**WHAT TO WORK ON:**
Everything from the line with "In the photo above, where can the blurred background person" through the last line of the records below should be copied exactly, both ends included.

====== STORED RECORDS ======

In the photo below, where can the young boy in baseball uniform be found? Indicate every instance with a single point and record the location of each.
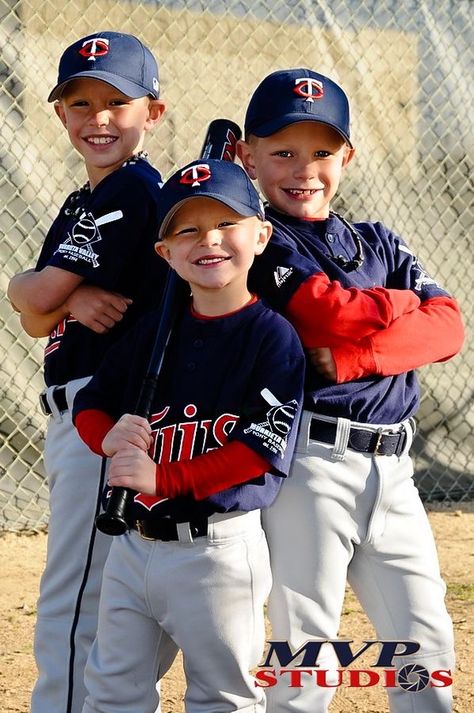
(97, 272)
(368, 315)
(194, 566)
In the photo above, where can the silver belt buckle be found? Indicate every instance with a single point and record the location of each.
(43, 401)
(378, 441)
(141, 532)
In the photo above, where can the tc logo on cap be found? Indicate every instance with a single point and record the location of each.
(95, 47)
(310, 88)
(195, 175)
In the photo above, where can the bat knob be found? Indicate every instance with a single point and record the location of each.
(111, 525)
(114, 520)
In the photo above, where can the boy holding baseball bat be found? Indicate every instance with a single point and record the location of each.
(194, 566)
(95, 275)
(350, 506)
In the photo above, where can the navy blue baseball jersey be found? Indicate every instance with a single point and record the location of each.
(107, 236)
(239, 376)
(299, 249)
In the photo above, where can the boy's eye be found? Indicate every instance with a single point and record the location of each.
(184, 231)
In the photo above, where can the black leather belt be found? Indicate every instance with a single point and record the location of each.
(58, 395)
(377, 442)
(167, 530)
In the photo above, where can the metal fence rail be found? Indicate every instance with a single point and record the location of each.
(407, 67)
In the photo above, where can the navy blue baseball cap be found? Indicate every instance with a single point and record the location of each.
(290, 95)
(116, 58)
(224, 181)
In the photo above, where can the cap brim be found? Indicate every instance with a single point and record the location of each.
(239, 208)
(274, 125)
(130, 89)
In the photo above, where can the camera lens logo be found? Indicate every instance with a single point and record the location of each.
(413, 678)
(84, 231)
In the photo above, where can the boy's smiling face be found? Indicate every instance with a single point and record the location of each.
(298, 168)
(104, 125)
(212, 247)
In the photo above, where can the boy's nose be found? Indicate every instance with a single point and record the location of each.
(210, 237)
(304, 169)
(101, 118)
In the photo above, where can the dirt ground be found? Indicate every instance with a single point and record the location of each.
(22, 558)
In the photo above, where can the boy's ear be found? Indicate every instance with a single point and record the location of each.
(59, 109)
(245, 154)
(348, 155)
(266, 230)
(156, 109)
(163, 251)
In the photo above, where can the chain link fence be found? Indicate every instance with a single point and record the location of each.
(407, 67)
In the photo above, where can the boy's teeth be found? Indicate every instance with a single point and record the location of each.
(210, 260)
(100, 139)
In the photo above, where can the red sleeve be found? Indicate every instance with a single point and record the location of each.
(432, 333)
(211, 472)
(92, 426)
(326, 314)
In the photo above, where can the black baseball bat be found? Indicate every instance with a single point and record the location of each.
(220, 143)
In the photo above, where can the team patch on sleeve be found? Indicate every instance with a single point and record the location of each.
(281, 275)
(83, 235)
(421, 277)
(276, 427)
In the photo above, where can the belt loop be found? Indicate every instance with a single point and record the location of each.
(55, 412)
(304, 428)
(184, 532)
(343, 431)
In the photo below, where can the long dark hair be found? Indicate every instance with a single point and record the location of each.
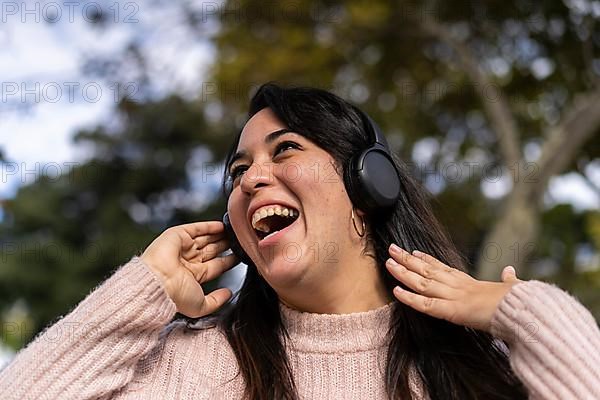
(454, 362)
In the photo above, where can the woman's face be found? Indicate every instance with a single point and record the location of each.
(288, 174)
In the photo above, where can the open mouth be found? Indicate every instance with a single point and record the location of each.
(270, 219)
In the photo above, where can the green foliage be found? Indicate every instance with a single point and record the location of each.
(62, 236)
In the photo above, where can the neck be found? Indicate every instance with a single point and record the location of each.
(353, 287)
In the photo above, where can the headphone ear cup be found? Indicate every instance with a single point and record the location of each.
(372, 181)
(234, 244)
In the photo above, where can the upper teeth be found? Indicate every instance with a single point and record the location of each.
(267, 211)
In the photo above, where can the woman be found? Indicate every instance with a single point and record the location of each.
(333, 305)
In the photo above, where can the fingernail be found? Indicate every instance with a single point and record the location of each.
(393, 264)
(395, 248)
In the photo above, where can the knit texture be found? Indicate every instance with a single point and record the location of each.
(119, 343)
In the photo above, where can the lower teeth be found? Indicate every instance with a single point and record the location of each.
(270, 234)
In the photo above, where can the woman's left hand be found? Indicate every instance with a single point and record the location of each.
(445, 292)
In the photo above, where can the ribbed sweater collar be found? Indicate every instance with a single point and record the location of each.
(333, 333)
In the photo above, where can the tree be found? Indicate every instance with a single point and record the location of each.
(62, 235)
(507, 86)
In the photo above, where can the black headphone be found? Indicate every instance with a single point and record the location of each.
(371, 179)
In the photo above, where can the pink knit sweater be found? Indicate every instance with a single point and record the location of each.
(118, 344)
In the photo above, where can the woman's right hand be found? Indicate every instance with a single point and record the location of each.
(185, 256)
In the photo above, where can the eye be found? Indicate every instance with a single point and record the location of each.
(285, 145)
(237, 171)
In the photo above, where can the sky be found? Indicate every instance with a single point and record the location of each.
(46, 99)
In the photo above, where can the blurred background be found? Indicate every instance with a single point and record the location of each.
(115, 117)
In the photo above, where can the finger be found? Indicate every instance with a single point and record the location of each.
(212, 250)
(415, 263)
(214, 300)
(203, 228)
(450, 276)
(509, 274)
(218, 265)
(437, 308)
(204, 240)
(425, 286)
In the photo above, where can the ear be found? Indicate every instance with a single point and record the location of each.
(360, 213)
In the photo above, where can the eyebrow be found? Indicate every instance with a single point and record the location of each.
(270, 138)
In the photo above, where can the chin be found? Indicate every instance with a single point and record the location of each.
(281, 273)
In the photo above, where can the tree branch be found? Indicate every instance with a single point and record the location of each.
(497, 110)
(578, 124)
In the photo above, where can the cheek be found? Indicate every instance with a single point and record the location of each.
(236, 212)
(322, 192)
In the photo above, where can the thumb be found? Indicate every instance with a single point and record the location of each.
(509, 274)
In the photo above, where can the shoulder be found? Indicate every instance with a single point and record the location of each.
(533, 306)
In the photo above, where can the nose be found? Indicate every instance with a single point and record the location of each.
(256, 176)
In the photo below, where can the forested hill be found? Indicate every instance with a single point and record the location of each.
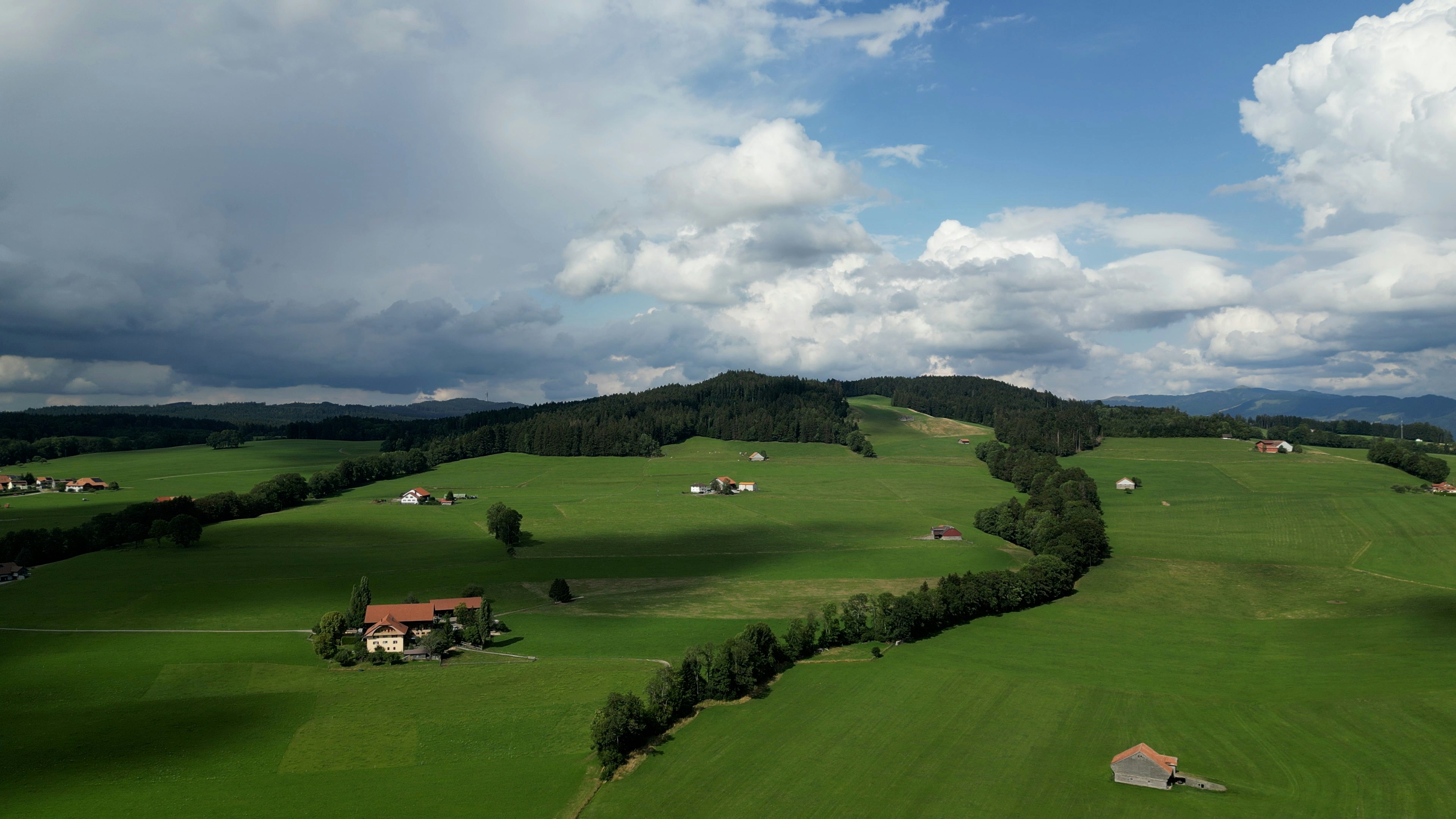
(1254, 403)
(1021, 416)
(25, 436)
(736, 406)
(279, 414)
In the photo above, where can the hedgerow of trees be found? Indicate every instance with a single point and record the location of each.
(1020, 416)
(136, 522)
(1409, 460)
(736, 406)
(1062, 518)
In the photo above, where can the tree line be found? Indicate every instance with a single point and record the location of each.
(1062, 524)
(1409, 460)
(747, 661)
(736, 406)
(137, 522)
(30, 436)
(1062, 518)
(1020, 416)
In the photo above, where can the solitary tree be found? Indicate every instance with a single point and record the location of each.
(185, 531)
(560, 591)
(331, 630)
(504, 522)
(359, 604)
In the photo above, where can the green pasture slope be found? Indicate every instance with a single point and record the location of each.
(251, 723)
(1285, 626)
(155, 473)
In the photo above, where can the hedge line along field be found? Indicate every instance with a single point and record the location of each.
(155, 473)
(1219, 646)
(175, 725)
(1238, 627)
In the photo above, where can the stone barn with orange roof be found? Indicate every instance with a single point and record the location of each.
(1142, 766)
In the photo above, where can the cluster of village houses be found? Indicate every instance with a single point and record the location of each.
(397, 627)
(420, 494)
(17, 483)
(726, 486)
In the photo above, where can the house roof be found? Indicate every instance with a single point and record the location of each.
(404, 613)
(449, 604)
(388, 623)
(1165, 763)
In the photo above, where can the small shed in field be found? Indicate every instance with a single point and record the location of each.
(1142, 766)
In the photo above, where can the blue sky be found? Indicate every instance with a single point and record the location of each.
(378, 200)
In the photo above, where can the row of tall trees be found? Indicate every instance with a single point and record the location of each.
(736, 406)
(747, 661)
(1062, 518)
(1409, 460)
(360, 471)
(137, 522)
(1170, 423)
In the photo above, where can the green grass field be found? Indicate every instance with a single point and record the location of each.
(1212, 634)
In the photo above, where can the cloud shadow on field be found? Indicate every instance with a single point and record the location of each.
(147, 738)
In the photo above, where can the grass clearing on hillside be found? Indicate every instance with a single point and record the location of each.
(1210, 636)
(146, 474)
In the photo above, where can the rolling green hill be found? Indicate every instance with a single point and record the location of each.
(1282, 626)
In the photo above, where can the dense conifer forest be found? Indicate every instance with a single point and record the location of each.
(27, 436)
(736, 406)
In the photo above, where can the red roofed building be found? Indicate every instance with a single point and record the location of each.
(419, 617)
(1142, 766)
(446, 605)
(388, 634)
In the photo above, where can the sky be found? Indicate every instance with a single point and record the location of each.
(383, 202)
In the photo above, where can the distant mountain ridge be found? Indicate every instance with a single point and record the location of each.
(1251, 401)
(280, 414)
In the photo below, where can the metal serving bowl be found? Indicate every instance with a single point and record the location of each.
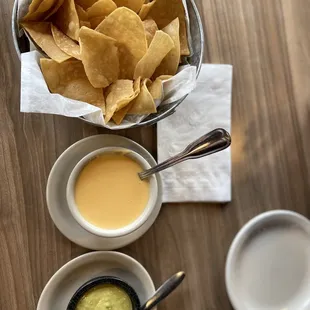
(197, 43)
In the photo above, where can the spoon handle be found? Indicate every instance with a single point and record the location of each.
(164, 290)
(212, 142)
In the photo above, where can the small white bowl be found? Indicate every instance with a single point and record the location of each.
(111, 233)
(268, 263)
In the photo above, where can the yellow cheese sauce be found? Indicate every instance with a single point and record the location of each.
(109, 193)
(105, 297)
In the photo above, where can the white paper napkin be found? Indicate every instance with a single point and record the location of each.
(208, 107)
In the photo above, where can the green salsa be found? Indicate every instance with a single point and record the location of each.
(105, 297)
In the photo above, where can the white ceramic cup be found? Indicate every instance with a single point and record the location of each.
(268, 263)
(110, 233)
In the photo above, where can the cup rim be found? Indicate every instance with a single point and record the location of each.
(102, 232)
(252, 225)
(101, 280)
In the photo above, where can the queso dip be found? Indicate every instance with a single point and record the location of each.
(105, 297)
(109, 193)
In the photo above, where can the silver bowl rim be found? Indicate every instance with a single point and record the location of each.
(149, 122)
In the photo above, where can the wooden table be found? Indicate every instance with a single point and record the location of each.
(268, 42)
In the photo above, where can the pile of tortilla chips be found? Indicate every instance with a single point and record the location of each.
(113, 54)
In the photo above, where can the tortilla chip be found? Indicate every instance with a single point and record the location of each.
(69, 80)
(32, 7)
(134, 5)
(101, 8)
(54, 9)
(119, 115)
(160, 46)
(67, 19)
(41, 10)
(150, 28)
(85, 24)
(66, 44)
(127, 29)
(118, 95)
(156, 88)
(99, 55)
(82, 14)
(85, 4)
(144, 103)
(145, 9)
(41, 34)
(170, 64)
(95, 21)
(164, 11)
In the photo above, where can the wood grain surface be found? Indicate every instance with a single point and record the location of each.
(268, 42)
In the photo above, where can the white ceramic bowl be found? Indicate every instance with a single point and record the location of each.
(268, 264)
(60, 288)
(111, 233)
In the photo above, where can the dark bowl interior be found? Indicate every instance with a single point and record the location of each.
(104, 280)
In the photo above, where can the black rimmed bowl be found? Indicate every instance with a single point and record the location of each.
(86, 287)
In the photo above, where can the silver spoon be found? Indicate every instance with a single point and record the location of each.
(212, 142)
(169, 286)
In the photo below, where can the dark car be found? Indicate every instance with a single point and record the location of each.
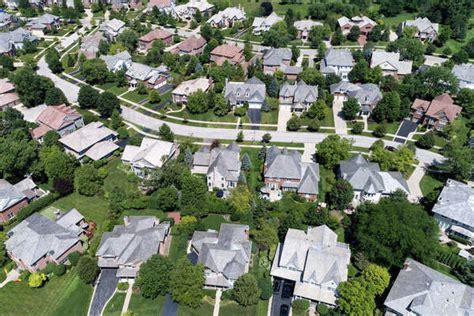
(284, 310)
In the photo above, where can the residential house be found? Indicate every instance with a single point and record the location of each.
(221, 165)
(93, 140)
(263, 24)
(298, 96)
(227, 17)
(112, 28)
(151, 154)
(368, 182)
(38, 240)
(224, 254)
(11, 41)
(90, 45)
(127, 246)
(391, 64)
(145, 42)
(43, 24)
(315, 261)
(454, 210)
(233, 54)
(62, 119)
(285, 171)
(435, 114)
(304, 28)
(420, 290)
(425, 29)
(192, 45)
(465, 75)
(8, 96)
(252, 91)
(368, 94)
(337, 61)
(181, 93)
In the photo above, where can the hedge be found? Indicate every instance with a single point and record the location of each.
(36, 206)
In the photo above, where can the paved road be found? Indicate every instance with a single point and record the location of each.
(105, 288)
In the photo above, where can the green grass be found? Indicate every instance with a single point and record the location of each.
(65, 295)
(144, 306)
(114, 307)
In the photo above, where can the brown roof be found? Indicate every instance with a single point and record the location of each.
(155, 34)
(57, 117)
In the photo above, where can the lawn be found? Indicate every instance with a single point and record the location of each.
(114, 307)
(66, 295)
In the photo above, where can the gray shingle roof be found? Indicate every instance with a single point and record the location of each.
(419, 290)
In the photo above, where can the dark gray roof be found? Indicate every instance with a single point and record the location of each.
(420, 290)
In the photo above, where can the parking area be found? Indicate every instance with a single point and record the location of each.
(282, 295)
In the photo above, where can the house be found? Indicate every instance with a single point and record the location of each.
(112, 28)
(299, 96)
(127, 246)
(181, 93)
(90, 45)
(315, 261)
(117, 62)
(192, 45)
(231, 53)
(368, 94)
(227, 17)
(454, 210)
(43, 24)
(364, 23)
(62, 119)
(465, 75)
(435, 114)
(276, 58)
(221, 165)
(263, 24)
(11, 41)
(8, 96)
(38, 240)
(338, 62)
(93, 140)
(391, 64)
(425, 30)
(252, 91)
(304, 28)
(146, 41)
(368, 182)
(420, 290)
(224, 254)
(151, 154)
(285, 171)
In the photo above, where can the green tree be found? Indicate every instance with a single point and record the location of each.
(246, 291)
(154, 277)
(186, 283)
(332, 150)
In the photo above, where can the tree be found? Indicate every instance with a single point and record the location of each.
(332, 150)
(88, 97)
(246, 291)
(55, 96)
(36, 279)
(390, 231)
(154, 277)
(341, 194)
(165, 133)
(186, 283)
(87, 269)
(107, 103)
(350, 108)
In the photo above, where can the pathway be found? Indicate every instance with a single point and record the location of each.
(217, 304)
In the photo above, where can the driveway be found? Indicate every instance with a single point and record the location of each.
(105, 288)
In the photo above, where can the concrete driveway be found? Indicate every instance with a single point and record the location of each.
(105, 288)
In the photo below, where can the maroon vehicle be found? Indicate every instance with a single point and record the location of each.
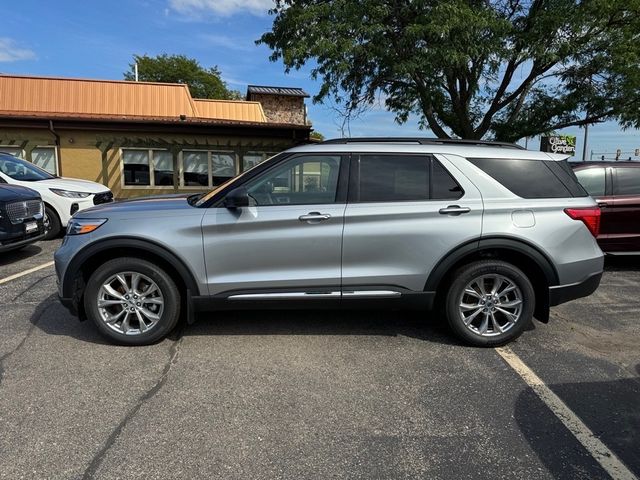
(616, 188)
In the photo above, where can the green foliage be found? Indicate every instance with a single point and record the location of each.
(202, 82)
(468, 68)
(316, 136)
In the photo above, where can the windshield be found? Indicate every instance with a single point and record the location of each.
(22, 170)
(207, 196)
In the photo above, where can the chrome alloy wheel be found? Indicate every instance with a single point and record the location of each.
(490, 305)
(130, 303)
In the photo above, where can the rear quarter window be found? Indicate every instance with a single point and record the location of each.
(533, 178)
(627, 181)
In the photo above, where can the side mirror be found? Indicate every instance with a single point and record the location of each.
(237, 198)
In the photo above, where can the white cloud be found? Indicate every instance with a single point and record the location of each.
(10, 51)
(221, 7)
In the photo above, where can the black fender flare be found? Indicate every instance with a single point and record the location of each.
(478, 245)
(125, 242)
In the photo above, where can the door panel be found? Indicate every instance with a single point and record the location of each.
(290, 237)
(270, 247)
(399, 243)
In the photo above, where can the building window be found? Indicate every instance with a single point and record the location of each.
(224, 166)
(162, 168)
(12, 150)
(136, 167)
(45, 158)
(207, 168)
(251, 159)
(195, 169)
(147, 168)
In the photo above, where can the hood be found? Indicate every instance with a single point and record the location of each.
(14, 193)
(73, 184)
(147, 206)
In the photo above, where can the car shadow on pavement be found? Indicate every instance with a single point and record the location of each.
(52, 318)
(14, 256)
(422, 326)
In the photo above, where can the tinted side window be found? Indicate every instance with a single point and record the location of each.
(393, 178)
(529, 178)
(565, 174)
(443, 185)
(627, 181)
(593, 180)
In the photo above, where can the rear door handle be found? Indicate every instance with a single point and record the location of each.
(454, 210)
(314, 217)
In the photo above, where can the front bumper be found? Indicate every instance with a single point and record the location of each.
(21, 243)
(13, 236)
(564, 293)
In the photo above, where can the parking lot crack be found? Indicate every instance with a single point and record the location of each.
(99, 457)
(34, 323)
(32, 285)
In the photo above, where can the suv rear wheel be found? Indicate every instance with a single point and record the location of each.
(490, 303)
(132, 301)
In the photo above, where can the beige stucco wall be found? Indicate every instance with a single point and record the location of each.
(96, 155)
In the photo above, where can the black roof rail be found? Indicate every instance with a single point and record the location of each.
(421, 141)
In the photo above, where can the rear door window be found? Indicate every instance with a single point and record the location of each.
(402, 178)
(532, 178)
(627, 181)
(593, 181)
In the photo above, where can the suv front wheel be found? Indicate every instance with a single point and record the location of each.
(132, 301)
(489, 303)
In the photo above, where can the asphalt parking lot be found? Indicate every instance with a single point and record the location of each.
(315, 394)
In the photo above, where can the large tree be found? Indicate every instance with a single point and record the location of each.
(202, 82)
(470, 68)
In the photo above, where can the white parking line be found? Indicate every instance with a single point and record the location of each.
(25, 272)
(598, 450)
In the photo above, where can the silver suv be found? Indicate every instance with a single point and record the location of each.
(487, 233)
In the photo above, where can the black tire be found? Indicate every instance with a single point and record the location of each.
(463, 277)
(52, 223)
(171, 296)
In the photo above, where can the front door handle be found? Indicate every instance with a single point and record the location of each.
(454, 210)
(314, 217)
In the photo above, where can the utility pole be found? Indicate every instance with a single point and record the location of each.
(584, 146)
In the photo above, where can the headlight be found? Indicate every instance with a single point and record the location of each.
(80, 226)
(69, 193)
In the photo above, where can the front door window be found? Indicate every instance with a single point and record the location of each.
(306, 180)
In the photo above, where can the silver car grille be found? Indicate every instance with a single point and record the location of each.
(18, 211)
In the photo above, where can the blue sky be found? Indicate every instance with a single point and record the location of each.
(96, 39)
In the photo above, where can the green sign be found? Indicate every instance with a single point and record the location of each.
(558, 144)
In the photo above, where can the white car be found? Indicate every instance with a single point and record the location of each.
(62, 197)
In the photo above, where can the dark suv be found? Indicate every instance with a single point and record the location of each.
(21, 217)
(616, 188)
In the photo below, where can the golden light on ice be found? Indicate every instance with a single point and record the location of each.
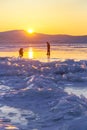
(30, 31)
(30, 53)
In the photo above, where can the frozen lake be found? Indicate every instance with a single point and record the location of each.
(59, 51)
(37, 94)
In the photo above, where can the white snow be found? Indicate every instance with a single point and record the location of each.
(41, 96)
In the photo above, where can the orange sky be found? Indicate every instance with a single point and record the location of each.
(44, 16)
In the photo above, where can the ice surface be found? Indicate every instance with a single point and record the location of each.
(34, 96)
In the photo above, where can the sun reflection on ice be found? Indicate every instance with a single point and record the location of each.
(30, 53)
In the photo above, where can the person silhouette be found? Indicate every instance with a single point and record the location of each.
(48, 48)
(21, 52)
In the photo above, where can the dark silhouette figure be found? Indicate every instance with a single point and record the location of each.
(21, 52)
(48, 48)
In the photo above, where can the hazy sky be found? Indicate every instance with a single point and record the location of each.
(45, 16)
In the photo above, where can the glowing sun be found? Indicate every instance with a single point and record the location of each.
(30, 31)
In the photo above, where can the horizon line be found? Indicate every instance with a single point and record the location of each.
(44, 33)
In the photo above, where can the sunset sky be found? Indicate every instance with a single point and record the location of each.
(44, 16)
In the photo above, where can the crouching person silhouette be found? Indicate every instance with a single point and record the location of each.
(21, 52)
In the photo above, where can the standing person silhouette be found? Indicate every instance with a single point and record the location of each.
(48, 48)
(21, 52)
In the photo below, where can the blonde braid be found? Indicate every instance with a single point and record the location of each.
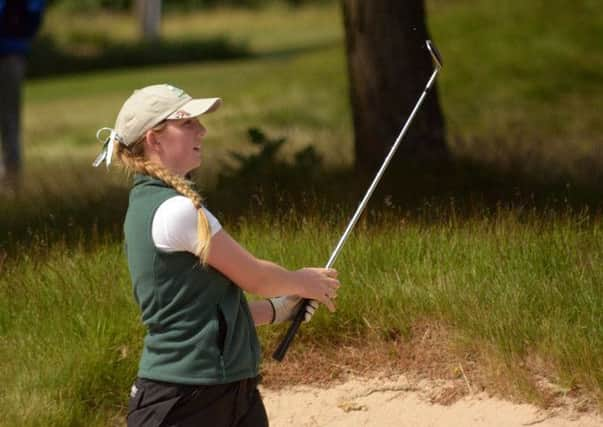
(132, 158)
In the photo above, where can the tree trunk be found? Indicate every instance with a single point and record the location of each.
(149, 16)
(388, 66)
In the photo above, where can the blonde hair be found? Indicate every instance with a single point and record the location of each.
(133, 159)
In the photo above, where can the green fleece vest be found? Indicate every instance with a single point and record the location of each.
(199, 327)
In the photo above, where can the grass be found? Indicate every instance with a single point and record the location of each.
(505, 246)
(520, 284)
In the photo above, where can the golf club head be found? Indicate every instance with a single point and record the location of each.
(435, 55)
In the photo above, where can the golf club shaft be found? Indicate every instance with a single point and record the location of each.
(281, 350)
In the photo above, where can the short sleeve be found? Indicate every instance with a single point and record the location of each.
(175, 225)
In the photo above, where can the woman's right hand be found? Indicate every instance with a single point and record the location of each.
(319, 284)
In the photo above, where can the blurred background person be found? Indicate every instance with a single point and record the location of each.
(19, 22)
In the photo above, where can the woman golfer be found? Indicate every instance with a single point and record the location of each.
(199, 363)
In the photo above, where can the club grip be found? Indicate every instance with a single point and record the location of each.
(281, 350)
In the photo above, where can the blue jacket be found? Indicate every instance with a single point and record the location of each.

======

**RESULT OF THIS TASK:**
In the photo above, where can the blurred background person be found? Indicate every instance with a single point and record the location of each.
(19, 22)
In the photo above, where can the woman golfer be found? Indicate every instance with a single point and record the location of each.
(199, 363)
In the photo above, where can the club grip be found? Indicate every instance with a single point and record the location of each.
(281, 350)
In the photo above, where can the blue jacket be found? Indicate every instance with a single point and record the location of each.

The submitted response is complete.